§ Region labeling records
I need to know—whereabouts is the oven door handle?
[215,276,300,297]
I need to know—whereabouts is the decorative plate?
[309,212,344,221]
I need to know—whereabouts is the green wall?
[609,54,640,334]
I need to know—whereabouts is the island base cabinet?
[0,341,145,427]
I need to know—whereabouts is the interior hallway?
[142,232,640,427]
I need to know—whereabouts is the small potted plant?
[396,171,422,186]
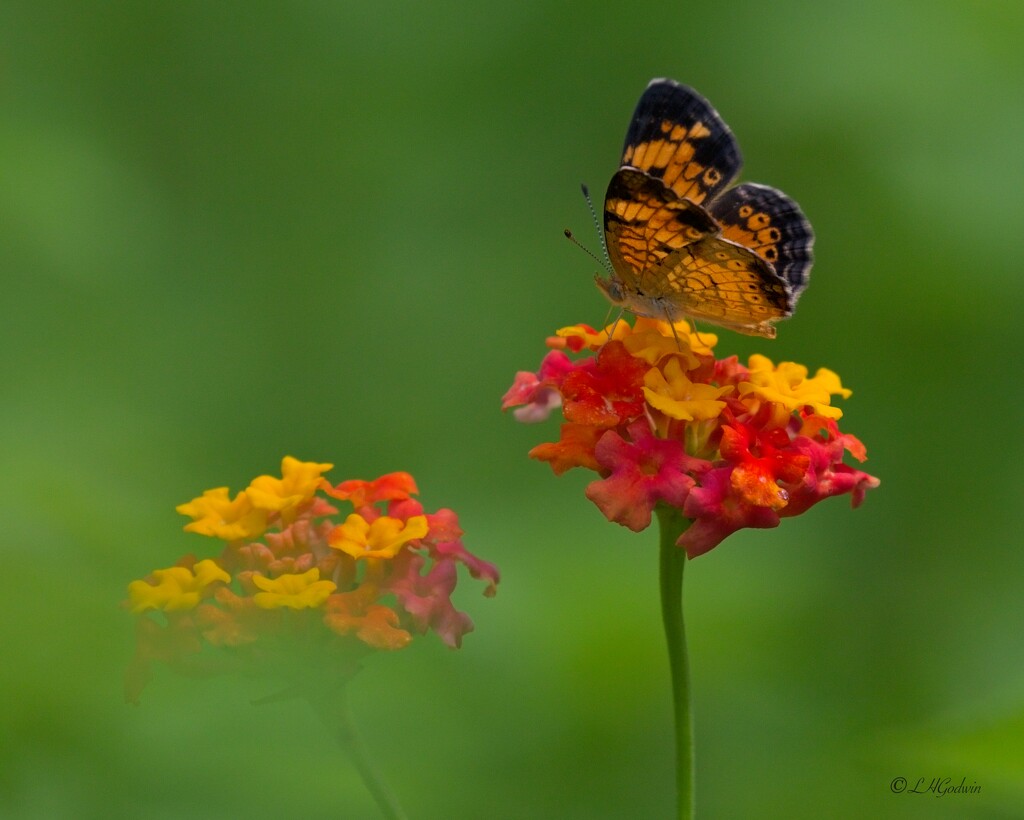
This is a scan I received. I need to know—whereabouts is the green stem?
[310,686,407,820]
[657,507,694,820]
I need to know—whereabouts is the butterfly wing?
[598,168,793,337]
[604,168,719,291]
[622,80,743,205]
[708,182,814,303]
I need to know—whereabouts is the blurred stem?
[309,685,407,820]
[657,506,694,820]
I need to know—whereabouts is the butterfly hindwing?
[622,80,742,205]
[708,182,814,302]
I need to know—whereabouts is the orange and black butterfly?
[597,80,814,339]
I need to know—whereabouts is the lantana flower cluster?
[126,457,499,701]
[503,317,879,558]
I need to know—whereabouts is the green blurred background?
[0,0,1024,819]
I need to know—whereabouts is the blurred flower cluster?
[503,318,879,558]
[126,457,499,702]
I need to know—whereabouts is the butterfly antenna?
[565,228,608,269]
[580,182,611,273]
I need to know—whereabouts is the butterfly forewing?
[604,168,718,290]
[598,80,814,338]
[622,80,743,205]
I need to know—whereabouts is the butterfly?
[597,79,814,339]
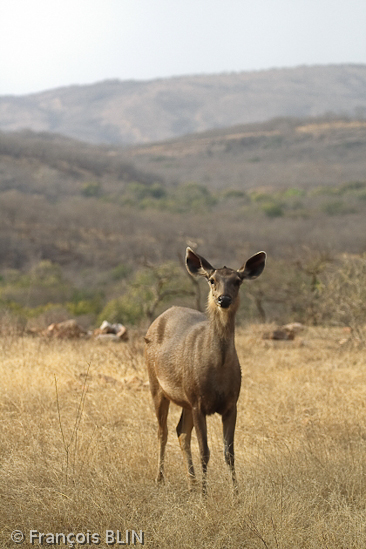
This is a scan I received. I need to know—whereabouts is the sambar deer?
[145,248,266,495]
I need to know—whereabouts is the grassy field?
[0,326,366,549]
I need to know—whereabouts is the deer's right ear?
[186,248,215,278]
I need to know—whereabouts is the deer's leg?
[177,408,196,490]
[154,393,170,482]
[192,409,210,496]
[222,406,238,492]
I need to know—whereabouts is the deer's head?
[186,248,266,309]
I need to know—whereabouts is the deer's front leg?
[192,409,210,496]
[222,405,238,492]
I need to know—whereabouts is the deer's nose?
[217,295,232,309]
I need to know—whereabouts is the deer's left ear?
[238,252,267,280]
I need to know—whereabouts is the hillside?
[121,117,366,190]
[0,117,366,333]
[0,65,366,145]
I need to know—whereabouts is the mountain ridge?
[0,64,366,145]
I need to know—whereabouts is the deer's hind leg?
[153,392,170,483]
[222,406,238,493]
[177,408,196,490]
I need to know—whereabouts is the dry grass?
[0,327,366,549]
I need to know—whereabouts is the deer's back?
[145,307,241,414]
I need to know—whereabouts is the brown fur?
[145,248,266,494]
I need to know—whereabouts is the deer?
[144,247,266,497]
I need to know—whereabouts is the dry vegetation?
[0,325,366,549]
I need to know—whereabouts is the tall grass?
[0,327,366,549]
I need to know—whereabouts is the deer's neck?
[207,296,239,346]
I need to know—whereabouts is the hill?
[0,118,366,333]
[0,65,366,145]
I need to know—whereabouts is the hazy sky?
[0,0,366,95]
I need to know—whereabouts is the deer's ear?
[186,248,215,278]
[238,252,267,280]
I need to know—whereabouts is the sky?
[0,0,366,95]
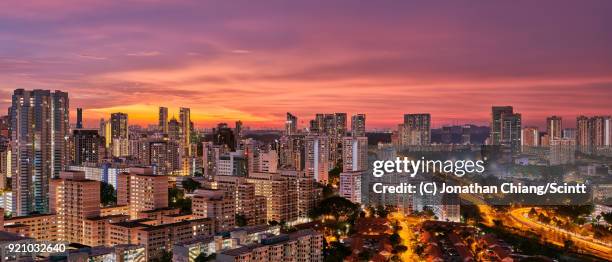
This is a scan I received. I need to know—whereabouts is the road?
[508,207,612,261]
[391,212,422,261]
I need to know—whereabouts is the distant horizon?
[0,0,612,128]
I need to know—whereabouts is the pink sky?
[0,0,612,128]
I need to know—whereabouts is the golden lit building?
[49,171,100,243]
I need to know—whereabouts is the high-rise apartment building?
[546,116,563,140]
[158,106,168,134]
[304,135,330,183]
[191,189,235,232]
[351,114,366,137]
[342,136,368,172]
[72,129,105,165]
[489,106,513,145]
[49,171,100,244]
[398,114,431,146]
[285,112,298,136]
[179,107,191,151]
[562,128,576,140]
[576,116,612,152]
[489,106,522,151]
[339,170,358,204]
[10,89,70,216]
[311,113,347,165]
[110,112,130,157]
[521,127,540,147]
[247,173,298,222]
[76,107,83,129]
[138,138,181,175]
[117,168,168,219]
[501,111,522,152]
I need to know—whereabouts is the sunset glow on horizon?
[0,0,612,129]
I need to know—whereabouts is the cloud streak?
[0,0,612,127]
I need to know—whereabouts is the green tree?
[100,181,117,206]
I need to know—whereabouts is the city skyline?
[0,1,612,128]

§ Aim
Convert the material above into a two-column CSV, with the columns named "request" and "boxes", and one row for each request in the material. Each row holds the request text and its answer, each in a single quoted field with line breaks replaced by spaces, and the pictures are left out.

§ Task result
request,boxes
"I need to know—whereabouts is the oven door handle?","[215,276,300,297]"
"I need to know—whereabouts is the decorative plate?","[309,212,344,221]"
"I need to know—whereabouts is the green wall?","[609,54,640,334]"
"I need to know—whereabouts is the island base cabinet?","[0,341,145,427]"
"I need to know—whereabouts is the interior hallway?","[142,232,640,427]"
"I need to know—whereabouts is the small potted plant?","[396,171,422,186]"
"This is a scan I received. I need to know—whereabouts is the green stem?","[310,686,407,820] [657,507,694,820]"
"I need to know—whereabouts is the butterfly wing?","[598,168,793,337] [604,168,719,291] [622,80,743,205] [708,182,814,303]"
"I need to know—whereabouts is the blurred stem?","[309,685,407,820] [657,506,694,820]"
"I need to know—whereabouts is the butterfly hindwing?","[622,80,742,205] [708,182,814,302]"
"I need to know—whereabouts is the orange and black butterfly?","[597,80,814,339]"
"I need to know—whereabouts is the lantana flower cluster?","[126,457,499,701] [503,317,879,558]"
"I need to know—whereabouts is the green blurred background?","[0,0,1024,819]"
"I need to know—whereabouts is the blurred flower cluster?","[503,318,879,558] [126,457,499,702]"
"I need to know—whereabouts is the butterfly antenna?","[565,228,608,269] [580,182,611,273]"
"I need to know—whereabouts is the butterfly forewing?","[604,168,718,290] [598,80,814,338] [622,80,743,205]"
"I need to know—whereabouts is the butterfly?","[597,79,814,339]"
"This is a scan I received. I need to know—whereabouts is the sambar deer?","[145,248,266,495]"
"I need to know—whereabouts is the grassy field?","[0,326,366,549]"
"I need to know—whereabouts is the deer's right ear?","[186,248,215,278]"
"I need to know—whereabouts is the deer's leg?","[177,408,196,490] [154,393,170,482] [192,409,210,496] [222,406,238,492]"
"I need to know—whereabouts is the deer's head?","[186,248,266,309]"
"I need to know—whereabouts is the deer's front leg?","[192,409,210,496] [222,405,238,492]"
"I need to know—whereabouts is the deer's nose?","[217,295,232,309]"
"I need to know—whereabouts is the deer's left ear?","[238,252,267,280]"
"I need to know—whereabouts is the hillside?","[121,117,366,190] [0,117,366,333] [0,65,366,145]"
"I need to know—whereabouts is the mountain ridge?","[0,64,366,145]"
"I need to know—whereabouts is the deer's hind leg?","[153,392,170,483] [222,406,238,493] [177,408,196,490]"
"I need to know—whereabouts is the dry grass?","[0,327,366,549]"
"I need to know—whereabouts is the deer's back?","[145,307,241,414]"
"I need to know—whereabouts is the brown fur?","[145,248,266,494]"
"I need to know—whereabouts is the deer?","[144,247,266,497]"
"I need to know—whereabouts is the dry vegetation?","[0,325,366,549]"
"I need to know—whereabouts is the tall grass?","[0,327,366,549]"
"I need to know—whereabouts is the deer's neck?","[207,296,239,346]"
"I need to know—whereabouts is the hill?","[0,118,366,333] [0,65,366,145]"
"I need to know—whereabouts is the hazy sky?","[0,0,366,95]"
"I need to know—whereabouts is the deer's ear?","[186,248,215,278] [238,252,267,280]"
"I need to know—whereabouts is the sky?","[0,0,366,95]"
"This is a scan I received. I need to know—whereabouts is the road?","[508,207,612,261] [391,212,422,261]"
"I need to know—whereabouts is the distant horizon?","[0,0,612,128]"
"I need to know—whereabouts is the pink sky?","[0,0,612,128]"
"I need to know—whereabouts is the golden lit building?","[49,171,100,243]"
"I need to know—whereabouts is the high-rise apartment building?","[546,116,563,140] [158,106,168,134] [304,135,330,183] [191,189,235,232] [351,114,366,137] [342,136,368,172] [72,129,105,165] [489,106,513,145] [49,171,100,244] [398,114,431,146] [285,112,298,136] [179,107,191,151] [562,128,576,140] [576,116,612,152] [489,106,522,151] [339,170,358,204] [10,89,70,216] [311,113,347,165] [110,112,130,157] [521,127,540,147] [247,173,298,222] [76,107,83,129] [138,138,181,175] [117,168,168,219] [501,111,522,152]"
"I need to know—whereabouts is the sunset glow on horizon?","[0,0,612,129]"
"I need to know—whereabouts is the cloud streak?","[0,0,612,127]"
"I need to know—whereabouts is the green tree?","[100,181,117,206]"
"I need to know—whereabouts is the city skyline?","[0,1,612,128]"